■ **PROBLEM TO WORK ON**
Starting at the line that contains "Each instance receives exactly one keypoint. Tag the chair leg" and continuing through the end of the records, write the lines out again with "photo" changed to "image" and everything else left the same. Leave the pictures out of your answer.

■ **PROVIDED RECORDS**
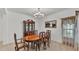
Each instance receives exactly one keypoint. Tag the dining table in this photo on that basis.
(33, 39)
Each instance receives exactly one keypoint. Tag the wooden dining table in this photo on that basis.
(31, 39)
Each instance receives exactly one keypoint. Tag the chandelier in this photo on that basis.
(38, 13)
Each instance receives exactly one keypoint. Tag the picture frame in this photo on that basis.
(51, 24)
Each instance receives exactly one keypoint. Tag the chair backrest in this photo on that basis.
(15, 39)
(42, 35)
(48, 32)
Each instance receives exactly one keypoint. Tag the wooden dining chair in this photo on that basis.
(19, 43)
(43, 41)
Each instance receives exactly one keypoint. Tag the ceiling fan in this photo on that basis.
(38, 13)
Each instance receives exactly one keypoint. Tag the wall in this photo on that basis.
(56, 33)
(39, 24)
(13, 22)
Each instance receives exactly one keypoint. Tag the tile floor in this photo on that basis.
(54, 47)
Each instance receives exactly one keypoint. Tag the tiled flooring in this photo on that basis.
(54, 47)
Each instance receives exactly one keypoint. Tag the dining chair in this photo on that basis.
(48, 37)
(19, 43)
(43, 41)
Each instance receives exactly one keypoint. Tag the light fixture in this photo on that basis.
(38, 13)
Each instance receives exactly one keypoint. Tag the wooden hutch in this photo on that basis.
(28, 27)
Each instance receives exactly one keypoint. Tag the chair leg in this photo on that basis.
(44, 45)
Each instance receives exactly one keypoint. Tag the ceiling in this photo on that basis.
(31, 11)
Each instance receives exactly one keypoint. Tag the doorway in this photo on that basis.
(68, 30)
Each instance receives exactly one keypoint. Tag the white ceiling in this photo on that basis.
(31, 11)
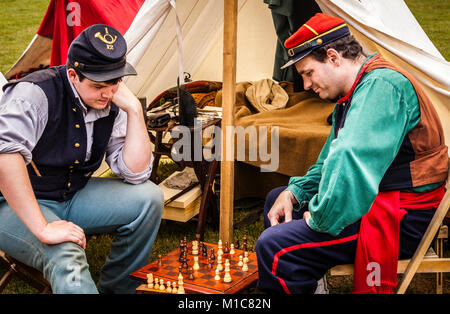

■ **SOLUTION**
Each instance receives exactly one keypoint. Tag the chair leg in this image on that basis.
(44, 45)
Each instance receives exactly one keypoint. Tag the ceiling in this image on that basis.
(31, 11)
Each instance receives exactly one keypoint. Tag the doorway in this image on that basis.
(68, 30)
Each instance receives exactly one keypoint. Tag the white ceiling in this image on that basis.
(31, 11)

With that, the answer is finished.